* SUPPLIED PASSAGE
+++++

Re: Oracle JDBC - Spark SQL - Key Not Found: Scale

2017-02-26 Thread Takeshi Yamamuro
Hi,

Thank for your report!
Sean had already told us why this happened here:
https://issues.apache.org/jira/browse/SPARK-19392

// maropu

On Mon, Feb 27, 2017 at 1:19 PM, ayan guha  wrote:

> Hi
>
> I am using CDH 5.8 build of Spark 1.6, so some patches may have been made.
>
> Environment: Oracle Big Data Appliance, comes with CDH 5.8.
> I am using following command to launch:
>
> pyspark --driver-class-path $BDA_ORACLE_AUXJAR_PATH/
> kvclient.jar:$BDA_ORACLE_AUXJAR_PATH/ojdbc7.jar   --conf
> spark.jars=$BDA_ORACLE_AUXJAR_PATH/kvclient.jar,$BDA_ORACLE_
> AUXJAR_PATH/ojdbc7.jar
>
> >>> df = sqlContext.read.jdbc(url='jdbc:oracle:thin:@hostname:
> 1521/DEVAIM',table="Table",properties="user":"user","
> password":"password","driver":"oracle.jdbc.OracleDriver"})
>
> Traceback (most recent call last):
>   File "", line 1, in 
>   File "/opt/cloudera/parcels/CDH-5.8.3-1.cdh5.8.3.p2001.2081/lib/
> spark/python/pyspark/sql/readwriter.py", line 289, in jdbc
> return self._df(self._jreader.jdbc(url, table, jprop))
>   File "/opt/cloudera/parcels/CDH-5.8.3-1.cdh5.8.3.p2001.2081/lib/
> spark/python/lib/py4j-0.9-src.zip/py4j/java_gateway.py", line 813, in
> __call__
>   File "/opt/cloudera/parcels/CDH-5.8.3-1.cdh5.8.3.p2001.2081/lib/
> spark/python/pyspark/sql/utils.py", line 45, in deco
> return f(*a, **kw)
>   File "/opt/cloudera/parcels/CDH-5.8.3-1.cdh5.8.3.p2001.2081/lib/
> spark/python/lib/py4j-0.9-src.zip/py4j/protocol.py", line 308, in
> get_return_value
> py4j.protocol.Py4JJavaError: An error occurred while calling o40.jdbc.
> : java.util.NoSuchElementException: key not found: scale
> at scala.collection.MapLike$class.default(MapLike.scala:228)
> at scala.collection.AbstractMap.default(Map.scala:58)
> at scala.collection.MapLike$class.apply(MapLike.scala:141)
> at scala.collection.AbstractMap.apply(Map.scala:58)
> at org.apache.spark.sql.types.Metadata.get(Metadata.scala:108)
> at org.apache.spark.sql.types.Metadata.getLong(Metadata.scala:51)
> at org.apache.spark.sql.jdbc.OracleDialect$.
> getCatalystType(OracleDialect.scala:33)

+++++

* DATA
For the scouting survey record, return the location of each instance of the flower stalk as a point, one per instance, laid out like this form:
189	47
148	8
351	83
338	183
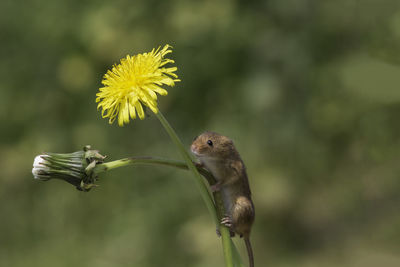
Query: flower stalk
225	235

+++++

* GOAL A
Answer these about the Spark JDBC thread:
(i) Which build of Spark is in use?
(ii) Which issue link does the reply give?
(iii) What exception appears in the traceback?
* GOAL B
Summarize the Spark JDBC thread in two sentences.
The data above was taken from a separate source.

* FULL OUTPUT A
(i) The CDH 5.8 build of Spark 1.6.
(ii) https://issues.apache.org/jira/browse/SPARK-19392
(iii) java.util.NoSuchElementException: key not found: scale

* FULL OUTPUT B
On an Oracle Big Data Appliance running the CDH 5.8 build of Spark 1.6, ayan guha tried to read an Oracle table over JDBC from pyspark and got java.util.NoSuchElementException: key not found: scale, raised from OracleDialect. Takeshi Yamamuro thanked ayan guha for the report and pointed to SPARK-19392, where Sean had already explained why this happens.